(Shape boundary entries)
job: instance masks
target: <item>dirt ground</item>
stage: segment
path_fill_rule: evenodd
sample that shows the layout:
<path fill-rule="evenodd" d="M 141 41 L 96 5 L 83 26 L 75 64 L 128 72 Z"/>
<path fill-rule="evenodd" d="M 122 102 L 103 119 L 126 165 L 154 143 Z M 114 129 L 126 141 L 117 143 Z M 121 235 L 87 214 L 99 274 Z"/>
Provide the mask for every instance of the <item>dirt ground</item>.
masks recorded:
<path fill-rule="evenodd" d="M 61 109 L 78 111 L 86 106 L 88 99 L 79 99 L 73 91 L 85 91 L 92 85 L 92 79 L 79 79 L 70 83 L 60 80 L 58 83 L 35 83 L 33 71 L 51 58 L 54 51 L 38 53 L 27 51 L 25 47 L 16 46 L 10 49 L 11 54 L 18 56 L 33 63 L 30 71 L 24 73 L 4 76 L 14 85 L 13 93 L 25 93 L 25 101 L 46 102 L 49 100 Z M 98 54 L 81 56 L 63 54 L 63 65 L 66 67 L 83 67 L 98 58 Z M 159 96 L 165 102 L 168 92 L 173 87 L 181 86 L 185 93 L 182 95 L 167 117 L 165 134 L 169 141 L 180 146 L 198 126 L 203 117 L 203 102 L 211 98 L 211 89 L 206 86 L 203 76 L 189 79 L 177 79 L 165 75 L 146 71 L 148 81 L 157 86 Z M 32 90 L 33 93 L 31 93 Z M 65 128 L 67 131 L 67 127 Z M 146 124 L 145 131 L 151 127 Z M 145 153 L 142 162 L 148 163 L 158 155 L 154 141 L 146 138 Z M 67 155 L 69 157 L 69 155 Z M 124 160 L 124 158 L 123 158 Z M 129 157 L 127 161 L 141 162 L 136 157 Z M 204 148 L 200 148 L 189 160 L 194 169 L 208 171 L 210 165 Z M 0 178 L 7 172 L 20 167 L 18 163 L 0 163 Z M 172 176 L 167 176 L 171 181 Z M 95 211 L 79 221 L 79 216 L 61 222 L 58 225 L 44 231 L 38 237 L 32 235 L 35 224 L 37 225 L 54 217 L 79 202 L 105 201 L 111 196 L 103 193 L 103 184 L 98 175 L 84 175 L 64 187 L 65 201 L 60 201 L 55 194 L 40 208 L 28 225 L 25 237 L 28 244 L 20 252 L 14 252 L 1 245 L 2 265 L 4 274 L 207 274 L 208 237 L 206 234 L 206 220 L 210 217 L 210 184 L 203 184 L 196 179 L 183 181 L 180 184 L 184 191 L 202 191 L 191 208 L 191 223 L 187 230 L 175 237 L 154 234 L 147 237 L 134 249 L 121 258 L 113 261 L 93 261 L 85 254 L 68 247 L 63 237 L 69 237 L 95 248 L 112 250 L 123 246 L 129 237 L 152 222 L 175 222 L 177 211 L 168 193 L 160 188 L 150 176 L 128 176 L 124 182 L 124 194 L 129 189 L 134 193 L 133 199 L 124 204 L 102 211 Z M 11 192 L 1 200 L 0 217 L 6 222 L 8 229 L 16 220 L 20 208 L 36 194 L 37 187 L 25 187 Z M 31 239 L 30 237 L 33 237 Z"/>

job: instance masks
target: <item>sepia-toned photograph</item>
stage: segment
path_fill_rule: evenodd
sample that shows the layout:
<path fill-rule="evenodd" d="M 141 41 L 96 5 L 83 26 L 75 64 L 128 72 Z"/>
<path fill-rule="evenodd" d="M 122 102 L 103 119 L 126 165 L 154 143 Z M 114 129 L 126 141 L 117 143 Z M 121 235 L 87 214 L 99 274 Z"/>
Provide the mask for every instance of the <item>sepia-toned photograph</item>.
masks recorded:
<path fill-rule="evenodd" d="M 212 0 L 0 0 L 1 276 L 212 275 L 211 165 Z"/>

The task - Please show each line in the data above that contains the word "Provide".

Reply -
Provide the mask for every instance of the <item>dirt ground</item>.
Provide the mask for every instance of the <item>sepia-toned photograph</item>.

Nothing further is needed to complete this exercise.